» Task statement: Taking the line with "target=blue mountain ridge" as the first and the line with "target=tussock grass" as the last, set down exactly every line in that range from the entries below, and no more.

(Referring expression grounding data)

════════════════════

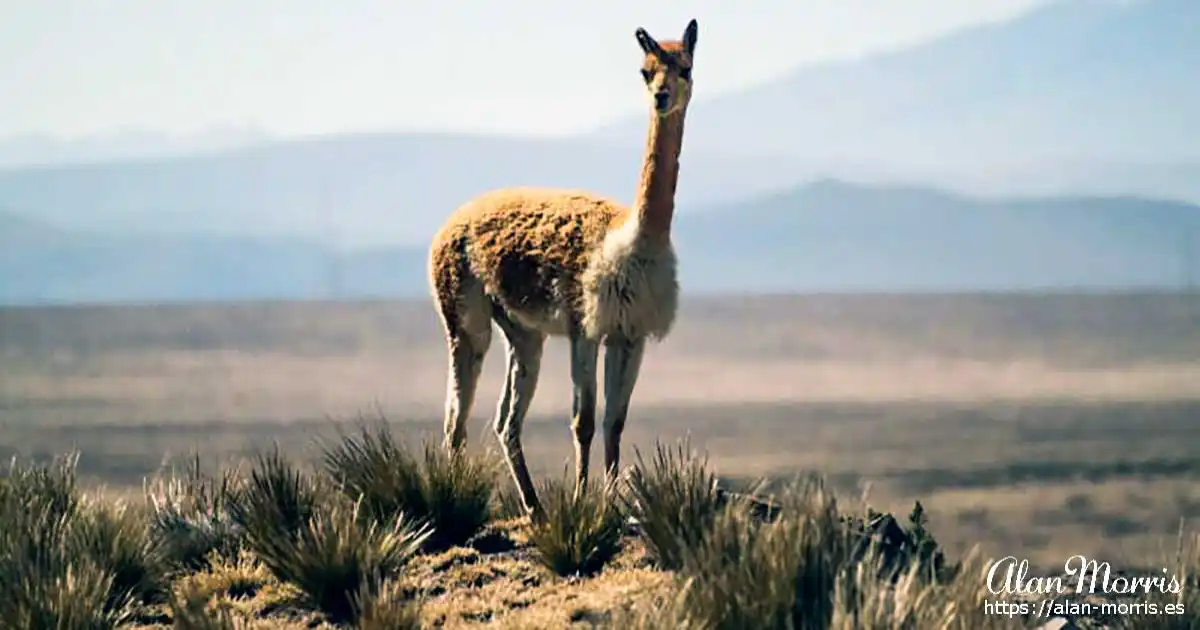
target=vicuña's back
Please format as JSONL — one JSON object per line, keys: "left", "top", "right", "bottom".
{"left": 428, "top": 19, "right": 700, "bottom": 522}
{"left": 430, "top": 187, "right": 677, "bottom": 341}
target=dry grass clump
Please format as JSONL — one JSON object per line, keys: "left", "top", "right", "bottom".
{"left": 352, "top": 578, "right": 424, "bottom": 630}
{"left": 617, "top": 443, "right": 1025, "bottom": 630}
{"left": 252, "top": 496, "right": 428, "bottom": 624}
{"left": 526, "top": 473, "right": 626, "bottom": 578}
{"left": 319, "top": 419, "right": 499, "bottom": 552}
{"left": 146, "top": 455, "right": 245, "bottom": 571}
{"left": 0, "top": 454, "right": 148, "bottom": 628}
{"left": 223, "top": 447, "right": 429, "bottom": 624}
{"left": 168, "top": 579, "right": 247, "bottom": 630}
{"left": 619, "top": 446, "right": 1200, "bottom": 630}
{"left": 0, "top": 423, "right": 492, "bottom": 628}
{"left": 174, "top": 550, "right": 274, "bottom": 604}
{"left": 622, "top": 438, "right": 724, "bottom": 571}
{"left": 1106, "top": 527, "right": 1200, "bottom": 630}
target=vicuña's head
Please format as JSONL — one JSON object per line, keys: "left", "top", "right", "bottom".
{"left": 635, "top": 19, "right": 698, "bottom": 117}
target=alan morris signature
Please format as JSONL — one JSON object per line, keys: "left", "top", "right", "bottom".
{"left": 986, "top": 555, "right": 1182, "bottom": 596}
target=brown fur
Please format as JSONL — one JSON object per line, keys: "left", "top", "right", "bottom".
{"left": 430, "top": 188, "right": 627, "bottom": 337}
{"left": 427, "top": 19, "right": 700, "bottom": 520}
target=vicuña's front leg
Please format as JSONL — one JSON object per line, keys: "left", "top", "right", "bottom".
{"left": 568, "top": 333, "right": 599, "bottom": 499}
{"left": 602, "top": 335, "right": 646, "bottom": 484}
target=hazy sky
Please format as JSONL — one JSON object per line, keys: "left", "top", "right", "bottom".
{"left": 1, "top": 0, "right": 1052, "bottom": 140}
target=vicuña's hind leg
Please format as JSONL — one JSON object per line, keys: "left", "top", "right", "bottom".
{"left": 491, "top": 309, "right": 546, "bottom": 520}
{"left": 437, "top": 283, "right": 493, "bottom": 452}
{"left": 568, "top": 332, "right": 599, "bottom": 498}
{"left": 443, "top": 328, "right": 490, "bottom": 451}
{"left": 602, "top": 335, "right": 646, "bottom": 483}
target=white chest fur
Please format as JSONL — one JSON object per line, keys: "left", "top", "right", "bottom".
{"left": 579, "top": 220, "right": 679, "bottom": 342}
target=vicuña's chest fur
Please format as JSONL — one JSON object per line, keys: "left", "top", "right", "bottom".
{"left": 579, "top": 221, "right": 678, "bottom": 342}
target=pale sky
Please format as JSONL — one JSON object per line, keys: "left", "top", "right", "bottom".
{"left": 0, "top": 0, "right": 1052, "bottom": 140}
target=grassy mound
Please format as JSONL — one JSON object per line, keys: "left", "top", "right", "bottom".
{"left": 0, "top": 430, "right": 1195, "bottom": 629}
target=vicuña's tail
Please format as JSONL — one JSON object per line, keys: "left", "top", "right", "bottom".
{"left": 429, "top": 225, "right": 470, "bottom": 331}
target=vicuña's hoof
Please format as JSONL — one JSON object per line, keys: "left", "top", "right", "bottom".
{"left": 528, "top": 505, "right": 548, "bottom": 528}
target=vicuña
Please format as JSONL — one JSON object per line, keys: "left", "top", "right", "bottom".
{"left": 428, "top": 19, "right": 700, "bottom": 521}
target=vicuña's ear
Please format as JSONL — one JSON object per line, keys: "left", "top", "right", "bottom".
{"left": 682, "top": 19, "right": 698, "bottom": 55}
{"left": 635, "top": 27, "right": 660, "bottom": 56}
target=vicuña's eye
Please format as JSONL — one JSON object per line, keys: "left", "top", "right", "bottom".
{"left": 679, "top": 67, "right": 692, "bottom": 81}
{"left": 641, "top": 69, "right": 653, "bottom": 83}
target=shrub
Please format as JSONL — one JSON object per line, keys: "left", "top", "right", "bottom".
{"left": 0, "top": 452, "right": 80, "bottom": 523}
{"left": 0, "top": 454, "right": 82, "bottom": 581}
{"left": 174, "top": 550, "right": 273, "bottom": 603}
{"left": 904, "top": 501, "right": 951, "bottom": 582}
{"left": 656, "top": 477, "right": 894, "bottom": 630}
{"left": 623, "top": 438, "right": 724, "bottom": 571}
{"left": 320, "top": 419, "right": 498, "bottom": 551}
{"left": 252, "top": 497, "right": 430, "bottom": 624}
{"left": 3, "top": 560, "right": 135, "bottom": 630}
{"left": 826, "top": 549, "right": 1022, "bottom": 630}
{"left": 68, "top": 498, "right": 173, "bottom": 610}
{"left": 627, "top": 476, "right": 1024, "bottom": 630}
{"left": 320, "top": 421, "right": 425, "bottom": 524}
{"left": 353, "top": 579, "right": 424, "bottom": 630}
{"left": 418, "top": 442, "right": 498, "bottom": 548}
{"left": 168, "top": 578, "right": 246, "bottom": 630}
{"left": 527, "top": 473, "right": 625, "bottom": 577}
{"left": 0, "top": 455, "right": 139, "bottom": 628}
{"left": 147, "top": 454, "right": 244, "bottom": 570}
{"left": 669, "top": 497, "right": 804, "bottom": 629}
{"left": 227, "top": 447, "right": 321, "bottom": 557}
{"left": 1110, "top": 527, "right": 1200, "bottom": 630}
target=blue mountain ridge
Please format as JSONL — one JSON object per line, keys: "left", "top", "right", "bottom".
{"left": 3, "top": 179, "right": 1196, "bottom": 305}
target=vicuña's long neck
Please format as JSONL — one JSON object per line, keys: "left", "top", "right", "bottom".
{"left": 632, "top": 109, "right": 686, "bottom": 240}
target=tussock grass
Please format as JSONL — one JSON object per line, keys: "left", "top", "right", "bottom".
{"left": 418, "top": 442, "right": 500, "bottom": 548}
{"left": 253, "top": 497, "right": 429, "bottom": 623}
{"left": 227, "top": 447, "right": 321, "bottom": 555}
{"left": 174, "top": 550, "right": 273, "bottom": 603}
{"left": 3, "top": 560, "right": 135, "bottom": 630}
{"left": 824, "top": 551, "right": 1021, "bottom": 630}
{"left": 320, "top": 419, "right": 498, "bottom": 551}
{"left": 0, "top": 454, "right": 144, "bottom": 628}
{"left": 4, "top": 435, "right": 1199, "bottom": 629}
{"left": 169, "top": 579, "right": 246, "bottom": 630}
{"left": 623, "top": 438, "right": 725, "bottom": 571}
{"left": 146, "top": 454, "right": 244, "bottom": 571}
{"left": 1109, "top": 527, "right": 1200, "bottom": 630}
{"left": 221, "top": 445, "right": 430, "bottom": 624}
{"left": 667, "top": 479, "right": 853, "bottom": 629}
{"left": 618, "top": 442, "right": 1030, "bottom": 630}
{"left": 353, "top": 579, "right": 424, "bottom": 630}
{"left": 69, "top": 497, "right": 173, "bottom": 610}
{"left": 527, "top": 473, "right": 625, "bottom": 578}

════════════════════

» Task result:
target=blue mountain ridge
Please format as JSONL — one JSON object per line, keys: "left", "top", "right", "bottom".
{"left": 3, "top": 179, "right": 1196, "bottom": 305}
target=vicuña's long neck
Please format as JSONL — one JSON object per line, keys: "left", "top", "right", "bottom".
{"left": 632, "top": 109, "right": 686, "bottom": 240}
target=tussock grass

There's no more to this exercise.